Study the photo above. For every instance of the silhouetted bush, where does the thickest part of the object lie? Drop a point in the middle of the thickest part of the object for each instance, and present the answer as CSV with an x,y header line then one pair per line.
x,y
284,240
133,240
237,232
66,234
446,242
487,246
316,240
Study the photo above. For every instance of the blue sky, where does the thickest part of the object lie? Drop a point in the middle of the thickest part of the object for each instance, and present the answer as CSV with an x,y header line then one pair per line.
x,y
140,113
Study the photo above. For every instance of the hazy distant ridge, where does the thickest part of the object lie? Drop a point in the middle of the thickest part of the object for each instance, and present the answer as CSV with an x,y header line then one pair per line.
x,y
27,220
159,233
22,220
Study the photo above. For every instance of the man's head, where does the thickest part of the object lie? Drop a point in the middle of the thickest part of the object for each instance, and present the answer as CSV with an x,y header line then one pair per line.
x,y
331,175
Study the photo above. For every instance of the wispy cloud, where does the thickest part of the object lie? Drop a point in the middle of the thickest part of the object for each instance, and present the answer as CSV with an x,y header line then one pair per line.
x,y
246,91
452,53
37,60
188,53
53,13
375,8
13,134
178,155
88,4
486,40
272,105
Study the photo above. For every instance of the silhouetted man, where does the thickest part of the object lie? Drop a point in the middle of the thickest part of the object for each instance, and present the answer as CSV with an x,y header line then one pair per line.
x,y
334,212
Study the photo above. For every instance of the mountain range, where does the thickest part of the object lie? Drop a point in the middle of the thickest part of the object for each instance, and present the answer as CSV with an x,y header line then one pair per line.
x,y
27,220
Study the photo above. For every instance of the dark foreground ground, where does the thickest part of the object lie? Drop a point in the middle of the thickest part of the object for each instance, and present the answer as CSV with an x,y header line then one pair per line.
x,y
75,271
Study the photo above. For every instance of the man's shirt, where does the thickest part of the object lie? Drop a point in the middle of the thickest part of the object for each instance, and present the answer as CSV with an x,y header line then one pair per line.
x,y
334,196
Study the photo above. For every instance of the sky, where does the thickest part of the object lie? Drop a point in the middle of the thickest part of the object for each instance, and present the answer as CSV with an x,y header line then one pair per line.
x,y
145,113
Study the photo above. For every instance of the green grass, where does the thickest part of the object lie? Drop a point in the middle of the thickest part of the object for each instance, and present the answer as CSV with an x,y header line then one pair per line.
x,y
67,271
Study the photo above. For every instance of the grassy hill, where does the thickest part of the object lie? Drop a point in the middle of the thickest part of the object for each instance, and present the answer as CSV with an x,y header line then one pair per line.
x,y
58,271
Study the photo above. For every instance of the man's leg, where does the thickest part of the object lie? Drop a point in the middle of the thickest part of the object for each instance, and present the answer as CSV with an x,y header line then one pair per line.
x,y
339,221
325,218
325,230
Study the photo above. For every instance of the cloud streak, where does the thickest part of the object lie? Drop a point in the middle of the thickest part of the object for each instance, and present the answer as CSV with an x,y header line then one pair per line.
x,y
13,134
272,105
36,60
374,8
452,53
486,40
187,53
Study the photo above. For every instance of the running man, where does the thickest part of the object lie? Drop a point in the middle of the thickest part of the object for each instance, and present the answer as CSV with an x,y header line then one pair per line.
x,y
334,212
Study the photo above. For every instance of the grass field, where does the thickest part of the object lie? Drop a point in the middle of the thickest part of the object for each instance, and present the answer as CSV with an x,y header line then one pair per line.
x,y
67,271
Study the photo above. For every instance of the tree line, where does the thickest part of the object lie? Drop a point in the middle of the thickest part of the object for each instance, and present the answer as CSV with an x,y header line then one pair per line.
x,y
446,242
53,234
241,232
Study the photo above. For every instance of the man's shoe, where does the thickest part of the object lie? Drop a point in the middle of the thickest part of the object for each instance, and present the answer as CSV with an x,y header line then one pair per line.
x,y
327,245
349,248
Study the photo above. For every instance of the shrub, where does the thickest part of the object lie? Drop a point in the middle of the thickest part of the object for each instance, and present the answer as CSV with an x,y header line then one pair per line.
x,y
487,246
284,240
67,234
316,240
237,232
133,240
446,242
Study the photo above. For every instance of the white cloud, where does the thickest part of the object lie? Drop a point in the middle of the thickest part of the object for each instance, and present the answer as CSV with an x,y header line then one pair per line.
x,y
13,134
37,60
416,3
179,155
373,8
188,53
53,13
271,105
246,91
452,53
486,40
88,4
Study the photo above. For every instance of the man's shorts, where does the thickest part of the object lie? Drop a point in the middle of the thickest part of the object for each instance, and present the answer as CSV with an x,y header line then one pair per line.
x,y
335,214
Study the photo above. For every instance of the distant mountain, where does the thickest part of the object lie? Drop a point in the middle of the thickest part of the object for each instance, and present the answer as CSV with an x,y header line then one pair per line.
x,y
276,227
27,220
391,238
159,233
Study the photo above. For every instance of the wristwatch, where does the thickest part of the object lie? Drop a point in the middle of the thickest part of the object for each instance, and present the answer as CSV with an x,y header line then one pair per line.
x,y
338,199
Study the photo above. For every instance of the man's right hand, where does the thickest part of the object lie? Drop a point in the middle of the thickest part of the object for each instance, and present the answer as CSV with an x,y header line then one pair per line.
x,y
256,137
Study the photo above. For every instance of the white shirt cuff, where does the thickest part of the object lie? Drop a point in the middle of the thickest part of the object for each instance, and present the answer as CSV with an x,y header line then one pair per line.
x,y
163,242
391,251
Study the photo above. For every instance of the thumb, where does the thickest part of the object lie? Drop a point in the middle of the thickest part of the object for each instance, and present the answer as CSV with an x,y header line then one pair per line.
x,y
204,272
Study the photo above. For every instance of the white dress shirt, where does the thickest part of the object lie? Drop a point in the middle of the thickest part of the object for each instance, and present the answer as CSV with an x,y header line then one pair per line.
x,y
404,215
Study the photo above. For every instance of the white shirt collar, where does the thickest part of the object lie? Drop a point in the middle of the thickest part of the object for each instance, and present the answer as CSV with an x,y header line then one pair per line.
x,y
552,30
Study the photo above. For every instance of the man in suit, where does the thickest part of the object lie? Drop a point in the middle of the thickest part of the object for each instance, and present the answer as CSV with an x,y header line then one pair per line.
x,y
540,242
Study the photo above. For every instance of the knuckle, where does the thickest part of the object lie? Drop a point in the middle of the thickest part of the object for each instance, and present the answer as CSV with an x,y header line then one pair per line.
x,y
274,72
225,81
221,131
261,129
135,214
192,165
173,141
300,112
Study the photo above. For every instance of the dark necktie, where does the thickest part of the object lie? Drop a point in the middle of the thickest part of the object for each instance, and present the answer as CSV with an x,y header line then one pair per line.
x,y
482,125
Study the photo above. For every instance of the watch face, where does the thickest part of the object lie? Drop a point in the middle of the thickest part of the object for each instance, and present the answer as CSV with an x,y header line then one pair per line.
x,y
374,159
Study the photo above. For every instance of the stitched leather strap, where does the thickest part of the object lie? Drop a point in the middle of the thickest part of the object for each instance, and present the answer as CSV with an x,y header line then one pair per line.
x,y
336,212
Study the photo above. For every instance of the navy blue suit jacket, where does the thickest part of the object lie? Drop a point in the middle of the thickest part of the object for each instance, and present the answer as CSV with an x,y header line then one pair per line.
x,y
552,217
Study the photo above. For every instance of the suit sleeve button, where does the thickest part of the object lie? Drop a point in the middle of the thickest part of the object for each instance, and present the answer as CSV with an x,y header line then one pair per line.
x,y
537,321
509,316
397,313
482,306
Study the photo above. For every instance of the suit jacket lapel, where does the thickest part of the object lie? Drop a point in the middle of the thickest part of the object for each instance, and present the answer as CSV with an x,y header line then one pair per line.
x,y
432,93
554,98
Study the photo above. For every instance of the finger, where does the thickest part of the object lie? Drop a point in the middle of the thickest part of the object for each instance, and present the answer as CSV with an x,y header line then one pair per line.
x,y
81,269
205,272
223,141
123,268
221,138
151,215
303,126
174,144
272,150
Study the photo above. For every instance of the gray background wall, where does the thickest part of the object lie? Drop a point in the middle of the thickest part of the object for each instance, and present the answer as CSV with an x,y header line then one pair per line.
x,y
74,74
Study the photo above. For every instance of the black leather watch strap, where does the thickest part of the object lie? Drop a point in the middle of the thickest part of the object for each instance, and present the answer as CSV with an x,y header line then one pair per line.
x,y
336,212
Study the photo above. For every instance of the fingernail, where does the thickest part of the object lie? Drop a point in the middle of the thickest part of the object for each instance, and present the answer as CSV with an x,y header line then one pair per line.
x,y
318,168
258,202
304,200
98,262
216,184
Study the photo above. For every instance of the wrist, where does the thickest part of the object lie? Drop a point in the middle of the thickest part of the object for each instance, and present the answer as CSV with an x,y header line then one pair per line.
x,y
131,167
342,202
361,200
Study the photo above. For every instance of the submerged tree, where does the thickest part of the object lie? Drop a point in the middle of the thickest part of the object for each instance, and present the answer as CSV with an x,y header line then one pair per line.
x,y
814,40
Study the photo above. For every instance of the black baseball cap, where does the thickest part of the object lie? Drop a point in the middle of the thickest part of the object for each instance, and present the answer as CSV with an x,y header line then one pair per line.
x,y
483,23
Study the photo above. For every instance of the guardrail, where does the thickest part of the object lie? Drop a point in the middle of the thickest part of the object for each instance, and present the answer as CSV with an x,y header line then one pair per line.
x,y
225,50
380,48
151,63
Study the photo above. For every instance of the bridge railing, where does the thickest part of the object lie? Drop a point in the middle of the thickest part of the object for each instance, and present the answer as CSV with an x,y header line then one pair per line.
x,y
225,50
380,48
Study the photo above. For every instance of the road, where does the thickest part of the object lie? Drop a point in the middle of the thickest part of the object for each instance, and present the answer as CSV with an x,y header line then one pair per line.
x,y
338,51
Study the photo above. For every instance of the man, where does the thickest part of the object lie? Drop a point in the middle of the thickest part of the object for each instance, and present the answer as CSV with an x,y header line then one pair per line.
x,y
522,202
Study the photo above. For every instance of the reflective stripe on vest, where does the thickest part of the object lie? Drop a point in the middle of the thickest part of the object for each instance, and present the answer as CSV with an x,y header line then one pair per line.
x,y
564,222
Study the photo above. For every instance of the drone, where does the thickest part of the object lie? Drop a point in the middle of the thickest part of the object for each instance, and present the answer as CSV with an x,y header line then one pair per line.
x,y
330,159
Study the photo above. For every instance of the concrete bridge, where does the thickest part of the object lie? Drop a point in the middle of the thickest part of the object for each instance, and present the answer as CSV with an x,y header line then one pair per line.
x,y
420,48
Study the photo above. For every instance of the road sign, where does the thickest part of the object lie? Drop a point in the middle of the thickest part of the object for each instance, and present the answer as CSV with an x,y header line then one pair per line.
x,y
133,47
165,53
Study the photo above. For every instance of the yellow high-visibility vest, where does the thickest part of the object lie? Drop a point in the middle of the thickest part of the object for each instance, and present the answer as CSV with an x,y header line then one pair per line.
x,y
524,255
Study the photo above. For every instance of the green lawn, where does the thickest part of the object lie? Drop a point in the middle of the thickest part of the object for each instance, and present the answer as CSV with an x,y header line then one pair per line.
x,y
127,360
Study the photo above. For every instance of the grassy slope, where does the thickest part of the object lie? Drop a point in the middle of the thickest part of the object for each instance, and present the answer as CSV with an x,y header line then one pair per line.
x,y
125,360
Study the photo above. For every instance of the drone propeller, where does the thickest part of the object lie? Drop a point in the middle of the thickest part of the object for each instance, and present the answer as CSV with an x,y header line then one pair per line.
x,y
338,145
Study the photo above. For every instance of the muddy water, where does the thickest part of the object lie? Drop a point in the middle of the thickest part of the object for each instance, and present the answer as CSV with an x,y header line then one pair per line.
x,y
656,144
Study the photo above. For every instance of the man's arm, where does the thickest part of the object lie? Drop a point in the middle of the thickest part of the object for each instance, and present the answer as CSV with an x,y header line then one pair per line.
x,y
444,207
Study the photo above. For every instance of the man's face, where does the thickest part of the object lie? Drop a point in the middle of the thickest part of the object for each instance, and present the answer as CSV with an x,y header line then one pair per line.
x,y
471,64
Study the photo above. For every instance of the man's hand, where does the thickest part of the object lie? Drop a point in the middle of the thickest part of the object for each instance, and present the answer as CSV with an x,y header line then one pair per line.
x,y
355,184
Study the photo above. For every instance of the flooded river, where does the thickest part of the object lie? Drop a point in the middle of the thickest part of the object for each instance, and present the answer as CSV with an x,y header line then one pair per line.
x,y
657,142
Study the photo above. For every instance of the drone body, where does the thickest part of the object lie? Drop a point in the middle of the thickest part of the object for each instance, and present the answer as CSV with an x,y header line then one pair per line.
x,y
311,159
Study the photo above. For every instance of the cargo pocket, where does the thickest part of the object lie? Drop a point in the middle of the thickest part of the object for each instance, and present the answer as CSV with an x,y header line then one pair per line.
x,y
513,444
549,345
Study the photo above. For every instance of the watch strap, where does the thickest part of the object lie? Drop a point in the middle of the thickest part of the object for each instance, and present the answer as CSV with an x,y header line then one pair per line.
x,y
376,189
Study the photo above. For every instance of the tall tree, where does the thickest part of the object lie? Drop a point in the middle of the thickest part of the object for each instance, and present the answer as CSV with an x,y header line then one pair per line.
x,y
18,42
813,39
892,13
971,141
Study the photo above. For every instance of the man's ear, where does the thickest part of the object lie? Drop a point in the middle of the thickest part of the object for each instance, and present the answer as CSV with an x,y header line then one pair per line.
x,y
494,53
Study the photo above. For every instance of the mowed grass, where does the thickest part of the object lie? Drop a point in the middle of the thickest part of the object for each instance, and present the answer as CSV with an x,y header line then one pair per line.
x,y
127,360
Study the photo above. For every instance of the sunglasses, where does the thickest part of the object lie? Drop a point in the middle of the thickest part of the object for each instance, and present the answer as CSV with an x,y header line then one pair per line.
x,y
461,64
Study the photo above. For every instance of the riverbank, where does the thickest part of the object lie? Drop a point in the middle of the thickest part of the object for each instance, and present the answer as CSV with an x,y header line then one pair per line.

** Exercise goal **
Set down, exactly and in full, the lines from the one containing "Study the photo above. For every instance of the mowed" through the end of the entries; no other line belongs.

** Written answer **
Study the photo above. For every instance of the mowed grass, where does the thickest part of the object lie? Drop a point in the middle of the thickest part of the object for each instance, and present the answer as CSV with an x,y header line then one pair per line.
x,y
127,360
Study the photo above. For every instance of the sunglasses, where does the thickest part of the object lie? Drop a point in the middle of the thickest part of the object for each instance, and present the answer as CSV with an x,y header line then one pair per line.
x,y
461,64
Study the photo above. For every instance of the riverbank, where does the thickest part of the object lie? Drop a point in the middle of the thickest part of the object for each instance, and present the answer as CSV with an x,y header line then one pair per line.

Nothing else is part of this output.